◆ TASK DETAILS
Rewrite the rows below as a two-column CSV with the headers text and answer, giving one line per row. Put each field in double quotes and turn any line breaks into spaces.

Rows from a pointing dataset

────────────────────

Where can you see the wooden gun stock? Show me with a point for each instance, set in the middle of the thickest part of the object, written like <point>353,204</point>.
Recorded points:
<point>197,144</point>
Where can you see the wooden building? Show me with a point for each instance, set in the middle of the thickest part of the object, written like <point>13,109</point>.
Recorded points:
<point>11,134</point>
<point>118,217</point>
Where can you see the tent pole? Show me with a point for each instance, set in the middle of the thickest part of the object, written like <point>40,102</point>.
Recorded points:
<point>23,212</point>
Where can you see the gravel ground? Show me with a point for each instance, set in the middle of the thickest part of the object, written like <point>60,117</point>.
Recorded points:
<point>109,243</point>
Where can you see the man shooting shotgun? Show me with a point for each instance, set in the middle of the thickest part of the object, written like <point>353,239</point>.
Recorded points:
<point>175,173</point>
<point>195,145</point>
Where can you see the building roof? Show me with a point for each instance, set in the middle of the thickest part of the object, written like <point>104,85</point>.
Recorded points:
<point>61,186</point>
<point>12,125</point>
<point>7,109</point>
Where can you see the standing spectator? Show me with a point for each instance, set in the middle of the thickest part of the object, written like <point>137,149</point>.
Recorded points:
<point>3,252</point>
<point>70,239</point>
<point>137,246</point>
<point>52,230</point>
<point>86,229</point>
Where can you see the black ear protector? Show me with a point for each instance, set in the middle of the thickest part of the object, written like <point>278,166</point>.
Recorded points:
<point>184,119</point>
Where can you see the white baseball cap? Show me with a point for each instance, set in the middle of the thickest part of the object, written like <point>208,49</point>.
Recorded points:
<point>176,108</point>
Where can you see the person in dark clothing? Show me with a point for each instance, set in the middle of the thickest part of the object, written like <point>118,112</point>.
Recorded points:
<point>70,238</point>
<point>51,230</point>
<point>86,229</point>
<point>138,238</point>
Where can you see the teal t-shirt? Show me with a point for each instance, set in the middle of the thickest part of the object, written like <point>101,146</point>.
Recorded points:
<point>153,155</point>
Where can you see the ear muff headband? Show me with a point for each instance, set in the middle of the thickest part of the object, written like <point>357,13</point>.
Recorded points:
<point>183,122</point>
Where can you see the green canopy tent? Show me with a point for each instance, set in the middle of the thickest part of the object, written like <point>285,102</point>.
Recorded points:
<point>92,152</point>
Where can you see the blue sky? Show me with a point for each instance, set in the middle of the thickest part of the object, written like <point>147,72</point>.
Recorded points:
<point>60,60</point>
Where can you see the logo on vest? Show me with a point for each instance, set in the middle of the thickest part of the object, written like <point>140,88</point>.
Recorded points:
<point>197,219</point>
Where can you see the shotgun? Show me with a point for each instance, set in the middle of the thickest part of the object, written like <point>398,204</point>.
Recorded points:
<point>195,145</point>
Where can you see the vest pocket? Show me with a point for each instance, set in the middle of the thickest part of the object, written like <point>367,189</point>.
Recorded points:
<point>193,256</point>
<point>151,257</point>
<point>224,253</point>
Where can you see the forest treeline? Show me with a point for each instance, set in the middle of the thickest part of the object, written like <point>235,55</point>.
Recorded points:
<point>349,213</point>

────────────────────

◆ EXERCISE OUTPUT
text,answer
"Where can you see the wooden gun stock? Show me with a point for each instance, set in the middle of the thickest part of the object, written like <point>353,204</point>. Recorded points:","<point>197,144</point>"
"Where can you see the wooden building? Show me with a point for each instance, set in the middle of the thickest part of the object, written like <point>13,109</point>. Recorded points:","<point>11,134</point> <point>118,217</point>"
"Where can you see the tent pole? Show me with a point for each instance, set in the middle of the thickest part of the object, written like <point>40,102</point>. Recorded points:","<point>23,212</point>"
"Where can you see the gravel ground? Show me with a point for each instance, set in the middle of the thickest part of the object, written like <point>60,117</point>. Recorded points:","<point>109,243</point>"
"Where can you see the man shooting shotgun? Show me with a point for each instance, set in the middle of the thickest part of the object, written like <point>353,239</point>. Recorded points:","<point>175,173</point> <point>195,145</point>"
"Where can you see the building roof? Show me with a point for each instance, set in the middle of the thickest part of the object, written like <point>104,85</point>. Recorded points:","<point>61,186</point> <point>12,125</point> <point>7,109</point>"
"Where can you see the standing spectator? Show me with a point for each instance, set in the middle of the thickest part of the object, written like <point>137,149</point>. Recorded points:","<point>3,252</point> <point>70,239</point> <point>137,246</point> <point>52,230</point> <point>86,229</point>"
"Where can you see the black ear protector? Show me with a point for each instance, set in the middle of the thickest part of the object, written like <point>278,166</point>. Recorded points:","<point>184,119</point>"
"Where can you see the white baseball cap? Show me with a point for each instance, set in the middle of the thickest part of the object, written like <point>208,49</point>. Recorded points:","<point>176,108</point>"
"Where can you see the person in dark clothing? Show me with a point for each instance, set in the middle of the thickest part of the object, written like <point>118,112</point>. Recorded points:","<point>70,238</point> <point>51,230</point> <point>86,229</point> <point>138,238</point>"
"Where can you see the teal t-shirt? Show me with a point for each instance, set in the middle of the thickest part of the object, written like <point>101,146</point>. Recorded points:","<point>153,155</point>"
"Where can you see the ear muff headband? Show me with a point for each instance, set in the middle of the thickest part of the object, written like <point>357,13</point>. Recorded points:","<point>183,122</point>"
"Where can you see the green canopy tent? Show me with a point for each instance, set in the middle of the thickest part of the object, written like <point>285,102</point>. Recorded points:","<point>92,152</point>"
"Where can you see the blue sky? Show me with a point for each instance, set in the middle of the thickest part of the object, written like <point>147,72</point>. Recorded points:","<point>60,60</point>"
"Where can you see the logo on vest? Show me with a point for each instance, set in the middle of the thickest part of the object, written like <point>140,88</point>. Recorded points:","<point>197,219</point>"
"Where can you see the shotgun? Show me with a point for each instance, set in the middle of the thickest part of the object, written like <point>398,204</point>. Recorded points:","<point>195,145</point>"
"Where can you see the vest pocket? Show me with a point for each instance, set in the middle of the thickest part of the object, written like <point>367,189</point>. Recorded points:","<point>193,256</point> <point>151,257</point> <point>224,253</point>"
"Where can you see the forest treeline? Show me with a point for each instance, set in the middle of the thickest part of the object, written like <point>235,55</point>. Recorded points:","<point>349,213</point>"